▶ Exercício proposto: Transforme numa lista JSON de strings as linhas do material que vão da linha com "Kindly segment every instance of the pine" até o fim do material, incluindo as duas pontas. Use uma string por linha e deixe de fora as linhas em branco.

◆ ◆ ◆ ◆ ◆

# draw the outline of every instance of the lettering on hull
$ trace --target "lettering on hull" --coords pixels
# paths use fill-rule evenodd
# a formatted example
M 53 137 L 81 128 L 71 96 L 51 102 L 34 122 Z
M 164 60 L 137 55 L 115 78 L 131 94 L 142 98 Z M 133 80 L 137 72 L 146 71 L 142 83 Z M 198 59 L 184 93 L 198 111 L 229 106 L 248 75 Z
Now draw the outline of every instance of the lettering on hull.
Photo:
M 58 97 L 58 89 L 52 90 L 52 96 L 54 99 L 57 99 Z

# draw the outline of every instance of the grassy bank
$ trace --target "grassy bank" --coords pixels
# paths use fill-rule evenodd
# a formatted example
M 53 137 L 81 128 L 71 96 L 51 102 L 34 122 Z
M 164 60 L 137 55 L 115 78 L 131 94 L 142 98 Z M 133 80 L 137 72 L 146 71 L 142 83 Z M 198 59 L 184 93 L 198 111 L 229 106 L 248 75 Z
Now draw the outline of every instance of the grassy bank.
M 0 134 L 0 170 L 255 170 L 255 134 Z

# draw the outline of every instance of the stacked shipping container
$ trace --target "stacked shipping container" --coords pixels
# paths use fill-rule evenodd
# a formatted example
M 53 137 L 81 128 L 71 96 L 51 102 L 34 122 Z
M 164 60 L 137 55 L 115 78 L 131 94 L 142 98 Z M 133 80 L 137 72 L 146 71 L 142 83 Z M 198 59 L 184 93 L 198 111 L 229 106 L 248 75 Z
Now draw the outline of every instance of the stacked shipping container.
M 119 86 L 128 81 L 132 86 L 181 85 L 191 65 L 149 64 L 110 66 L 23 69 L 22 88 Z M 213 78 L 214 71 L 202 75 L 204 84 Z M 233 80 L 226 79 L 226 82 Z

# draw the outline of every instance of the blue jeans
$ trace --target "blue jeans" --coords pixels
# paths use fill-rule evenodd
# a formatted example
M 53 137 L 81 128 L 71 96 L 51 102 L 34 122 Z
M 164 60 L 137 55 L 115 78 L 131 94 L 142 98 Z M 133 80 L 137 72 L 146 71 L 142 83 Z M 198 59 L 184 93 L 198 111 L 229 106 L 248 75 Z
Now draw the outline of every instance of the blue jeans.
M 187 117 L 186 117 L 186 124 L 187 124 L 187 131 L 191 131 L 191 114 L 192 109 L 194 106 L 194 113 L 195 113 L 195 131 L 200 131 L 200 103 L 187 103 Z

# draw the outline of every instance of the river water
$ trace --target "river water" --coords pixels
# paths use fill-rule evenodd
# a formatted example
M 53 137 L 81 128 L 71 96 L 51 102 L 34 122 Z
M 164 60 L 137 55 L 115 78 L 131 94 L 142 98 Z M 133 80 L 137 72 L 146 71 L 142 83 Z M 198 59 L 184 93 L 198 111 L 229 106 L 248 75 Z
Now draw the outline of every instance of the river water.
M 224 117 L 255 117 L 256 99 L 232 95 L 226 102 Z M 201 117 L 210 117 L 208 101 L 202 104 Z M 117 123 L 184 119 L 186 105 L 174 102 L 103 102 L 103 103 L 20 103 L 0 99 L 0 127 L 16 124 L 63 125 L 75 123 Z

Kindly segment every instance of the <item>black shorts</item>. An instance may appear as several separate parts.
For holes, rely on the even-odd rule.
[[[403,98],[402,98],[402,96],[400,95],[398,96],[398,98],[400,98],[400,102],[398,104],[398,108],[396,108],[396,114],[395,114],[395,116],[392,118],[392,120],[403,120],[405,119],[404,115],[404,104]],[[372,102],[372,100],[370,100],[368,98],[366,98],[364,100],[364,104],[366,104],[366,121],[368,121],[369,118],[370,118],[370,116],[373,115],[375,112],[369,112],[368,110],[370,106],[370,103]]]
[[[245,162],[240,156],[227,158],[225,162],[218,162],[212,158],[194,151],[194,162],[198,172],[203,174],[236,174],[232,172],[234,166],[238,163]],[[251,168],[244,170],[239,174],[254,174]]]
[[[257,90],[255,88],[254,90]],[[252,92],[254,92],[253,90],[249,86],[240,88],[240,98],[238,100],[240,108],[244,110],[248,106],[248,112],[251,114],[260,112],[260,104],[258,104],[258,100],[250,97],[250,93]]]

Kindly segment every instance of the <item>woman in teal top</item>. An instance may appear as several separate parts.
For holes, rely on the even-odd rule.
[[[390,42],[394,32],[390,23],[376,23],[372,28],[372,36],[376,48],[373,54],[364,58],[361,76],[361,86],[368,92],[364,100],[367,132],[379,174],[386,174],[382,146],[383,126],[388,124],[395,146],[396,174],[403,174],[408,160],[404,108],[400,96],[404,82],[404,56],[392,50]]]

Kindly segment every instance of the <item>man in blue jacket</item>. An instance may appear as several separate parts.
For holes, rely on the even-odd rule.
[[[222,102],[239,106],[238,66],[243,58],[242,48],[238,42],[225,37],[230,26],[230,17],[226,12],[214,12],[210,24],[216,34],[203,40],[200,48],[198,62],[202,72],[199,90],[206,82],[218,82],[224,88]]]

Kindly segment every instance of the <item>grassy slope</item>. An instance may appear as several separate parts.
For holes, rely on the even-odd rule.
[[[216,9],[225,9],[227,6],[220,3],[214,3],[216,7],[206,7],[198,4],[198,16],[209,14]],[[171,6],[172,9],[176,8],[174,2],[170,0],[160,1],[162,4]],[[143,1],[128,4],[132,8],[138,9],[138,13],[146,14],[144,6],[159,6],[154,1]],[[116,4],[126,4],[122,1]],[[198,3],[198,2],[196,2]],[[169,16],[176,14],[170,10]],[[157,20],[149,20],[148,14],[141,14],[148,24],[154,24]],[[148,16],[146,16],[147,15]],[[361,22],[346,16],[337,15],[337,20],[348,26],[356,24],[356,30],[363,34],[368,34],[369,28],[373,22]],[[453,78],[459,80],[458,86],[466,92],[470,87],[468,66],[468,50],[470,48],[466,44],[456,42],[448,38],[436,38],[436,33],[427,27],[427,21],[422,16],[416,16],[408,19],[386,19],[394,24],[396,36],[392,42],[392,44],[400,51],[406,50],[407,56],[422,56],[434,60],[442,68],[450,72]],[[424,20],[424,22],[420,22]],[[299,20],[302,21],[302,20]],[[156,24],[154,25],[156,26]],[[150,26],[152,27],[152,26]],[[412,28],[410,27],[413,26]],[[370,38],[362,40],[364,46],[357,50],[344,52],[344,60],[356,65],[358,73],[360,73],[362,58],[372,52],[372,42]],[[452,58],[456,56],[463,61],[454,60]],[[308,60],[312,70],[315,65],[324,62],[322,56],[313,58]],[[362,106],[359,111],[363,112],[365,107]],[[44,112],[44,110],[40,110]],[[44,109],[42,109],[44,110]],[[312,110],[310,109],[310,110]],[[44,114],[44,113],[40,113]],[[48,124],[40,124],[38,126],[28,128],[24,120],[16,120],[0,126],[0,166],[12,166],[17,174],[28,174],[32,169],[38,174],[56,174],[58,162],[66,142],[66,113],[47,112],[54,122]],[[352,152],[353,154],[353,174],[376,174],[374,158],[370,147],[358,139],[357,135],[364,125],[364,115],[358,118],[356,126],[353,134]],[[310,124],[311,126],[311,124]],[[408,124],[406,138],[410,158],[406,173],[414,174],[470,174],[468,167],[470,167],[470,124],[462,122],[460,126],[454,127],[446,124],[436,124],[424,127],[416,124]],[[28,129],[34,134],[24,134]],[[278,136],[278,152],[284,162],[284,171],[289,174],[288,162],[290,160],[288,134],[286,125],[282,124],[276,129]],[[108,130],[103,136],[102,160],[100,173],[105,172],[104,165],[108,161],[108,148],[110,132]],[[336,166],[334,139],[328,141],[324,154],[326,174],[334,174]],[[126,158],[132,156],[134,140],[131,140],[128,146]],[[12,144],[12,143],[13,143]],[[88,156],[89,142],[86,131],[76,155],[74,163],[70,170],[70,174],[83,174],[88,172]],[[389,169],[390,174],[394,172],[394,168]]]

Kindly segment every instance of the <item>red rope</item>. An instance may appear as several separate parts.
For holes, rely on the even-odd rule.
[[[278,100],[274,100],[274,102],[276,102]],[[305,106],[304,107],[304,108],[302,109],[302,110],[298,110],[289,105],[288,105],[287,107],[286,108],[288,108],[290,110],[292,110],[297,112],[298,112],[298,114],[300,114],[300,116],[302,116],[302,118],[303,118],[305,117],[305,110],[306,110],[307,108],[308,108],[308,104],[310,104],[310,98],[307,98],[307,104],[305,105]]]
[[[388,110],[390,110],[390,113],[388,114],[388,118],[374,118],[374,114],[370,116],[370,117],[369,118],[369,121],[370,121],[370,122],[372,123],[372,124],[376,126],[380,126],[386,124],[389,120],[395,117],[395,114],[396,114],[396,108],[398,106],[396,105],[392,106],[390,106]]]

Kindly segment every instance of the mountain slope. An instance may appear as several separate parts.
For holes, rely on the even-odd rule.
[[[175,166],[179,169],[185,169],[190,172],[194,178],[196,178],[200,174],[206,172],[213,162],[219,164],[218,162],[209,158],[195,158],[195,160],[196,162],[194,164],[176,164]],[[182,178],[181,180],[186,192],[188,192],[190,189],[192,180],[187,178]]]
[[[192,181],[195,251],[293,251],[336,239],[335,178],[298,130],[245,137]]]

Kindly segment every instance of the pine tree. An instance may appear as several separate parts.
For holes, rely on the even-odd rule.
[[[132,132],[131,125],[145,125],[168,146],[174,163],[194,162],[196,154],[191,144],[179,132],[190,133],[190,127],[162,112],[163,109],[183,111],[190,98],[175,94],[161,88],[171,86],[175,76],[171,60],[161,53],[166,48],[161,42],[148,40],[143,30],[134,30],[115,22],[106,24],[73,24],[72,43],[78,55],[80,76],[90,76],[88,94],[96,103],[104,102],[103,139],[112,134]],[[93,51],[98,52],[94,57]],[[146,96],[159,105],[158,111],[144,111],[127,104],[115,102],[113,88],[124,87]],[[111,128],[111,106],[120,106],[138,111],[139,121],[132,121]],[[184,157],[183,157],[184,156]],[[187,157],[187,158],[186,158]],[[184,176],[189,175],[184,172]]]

◆ ◆ ◆ ◆ ◆

▶ Solução:
[
  "Kindly segment every instance of the pine tree. An instance may appear as several separate parts.",
  "For holes, rely on the even-odd rule.",
  "[[[132,132],[131,125],[145,125],[168,146],[174,163],[194,162],[196,154],[191,144],[179,132],[190,133],[190,127],[162,112],[163,109],[183,111],[190,98],[175,94],[161,88],[171,86],[175,76],[171,60],[161,53],[166,48],[161,42],[148,40],[143,30],[134,30],[115,22],[106,24],[73,24],[72,43],[78,55],[80,76],[90,76],[88,94],[96,103],[104,102],[103,139],[112,134]],[[93,51],[98,52],[94,57]],[[146,96],[159,105],[158,111],[144,111],[127,104],[115,102],[113,88],[124,87]],[[111,128],[111,106],[120,106],[138,111],[139,121],[132,121]],[[184,157],[183,157],[184,156]],[[187,157],[187,158],[186,158]],[[184,176],[189,175],[184,172]]]"
]